** Start Excerpt provided **

My girlfriend and I ventured last spring to the Rockaways, the narrow finger of beach that stands like a bodyguard between New York City and the Atlantic Ocean. We wandered by surfers skimming across gentle rollers and shorebirds scurrying in the wash, and both of us wondered how such a serene place could exist in the same city as Midtown Manhattan.
This past Sunday, we encountered a very different scene: instead of strolling along the iconic boardwalk, we were excavating shattered chunks of it from people’s front yards. The peninsula had borne the brunt of Superstorm Sandy’s assault, and three weeks later it remains devastated. Residents continue to contend with no power, no heat, and, most ignominiously, Long Island’s sewage. (You know the situation is bad when Doctors Without Borders, a humanitarian group that typically operates in chronically distressed countries like Haiti and Sierra Leone, shows up on American soil for the first time ever.) For three weeks, the chorus emerging from the neglected barrier island has been some variation of “Where’s the #@&-ing help?!” (This is Queens, after all.)

** End Excerpt provided **
** Start Extracted data **

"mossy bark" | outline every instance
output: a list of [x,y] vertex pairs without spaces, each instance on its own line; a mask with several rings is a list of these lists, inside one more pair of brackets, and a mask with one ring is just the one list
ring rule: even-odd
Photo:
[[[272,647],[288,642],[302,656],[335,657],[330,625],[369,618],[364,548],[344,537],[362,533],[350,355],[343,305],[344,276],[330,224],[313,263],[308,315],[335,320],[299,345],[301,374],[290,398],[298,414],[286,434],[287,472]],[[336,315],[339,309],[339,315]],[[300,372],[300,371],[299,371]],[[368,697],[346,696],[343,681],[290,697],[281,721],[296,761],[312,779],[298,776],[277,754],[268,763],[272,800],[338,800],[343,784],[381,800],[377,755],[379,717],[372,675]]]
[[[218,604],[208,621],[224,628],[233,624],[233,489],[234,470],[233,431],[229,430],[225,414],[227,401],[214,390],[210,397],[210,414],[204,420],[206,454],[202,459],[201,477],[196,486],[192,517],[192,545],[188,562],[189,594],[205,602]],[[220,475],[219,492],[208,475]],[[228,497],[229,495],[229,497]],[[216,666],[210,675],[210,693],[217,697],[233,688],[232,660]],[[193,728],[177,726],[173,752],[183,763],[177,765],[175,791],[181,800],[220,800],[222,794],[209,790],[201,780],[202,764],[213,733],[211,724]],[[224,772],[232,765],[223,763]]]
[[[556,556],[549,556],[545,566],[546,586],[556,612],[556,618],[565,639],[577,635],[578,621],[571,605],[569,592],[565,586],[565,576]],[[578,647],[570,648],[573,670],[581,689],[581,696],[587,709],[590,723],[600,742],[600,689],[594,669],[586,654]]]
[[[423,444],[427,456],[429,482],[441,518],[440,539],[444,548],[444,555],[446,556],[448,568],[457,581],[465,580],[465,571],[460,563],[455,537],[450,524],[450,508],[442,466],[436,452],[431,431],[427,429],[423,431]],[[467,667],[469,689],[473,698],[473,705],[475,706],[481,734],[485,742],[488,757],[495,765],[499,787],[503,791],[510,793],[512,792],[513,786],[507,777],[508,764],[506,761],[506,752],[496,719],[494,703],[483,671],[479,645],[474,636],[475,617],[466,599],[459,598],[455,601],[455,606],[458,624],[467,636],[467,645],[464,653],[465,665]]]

** End Extracted data **

### Goal
Could you retype the passage about the Rockaways word for word, beginning at the words "My girlfriend and" and stopping after "as Midtown Manhattan."? You won't need the entries for this.

### The result
My girlfriend and I ventured last spring to the Rockaways, the narrow finger of beach that stands like a bodyguard between New York City and the Atlantic Ocean. We wandered by surfers skimming across gentle rollers and shorebirds scurrying in the wash, and both of us wondered how such a serene place could exist in the same city as Midtown Manhattan.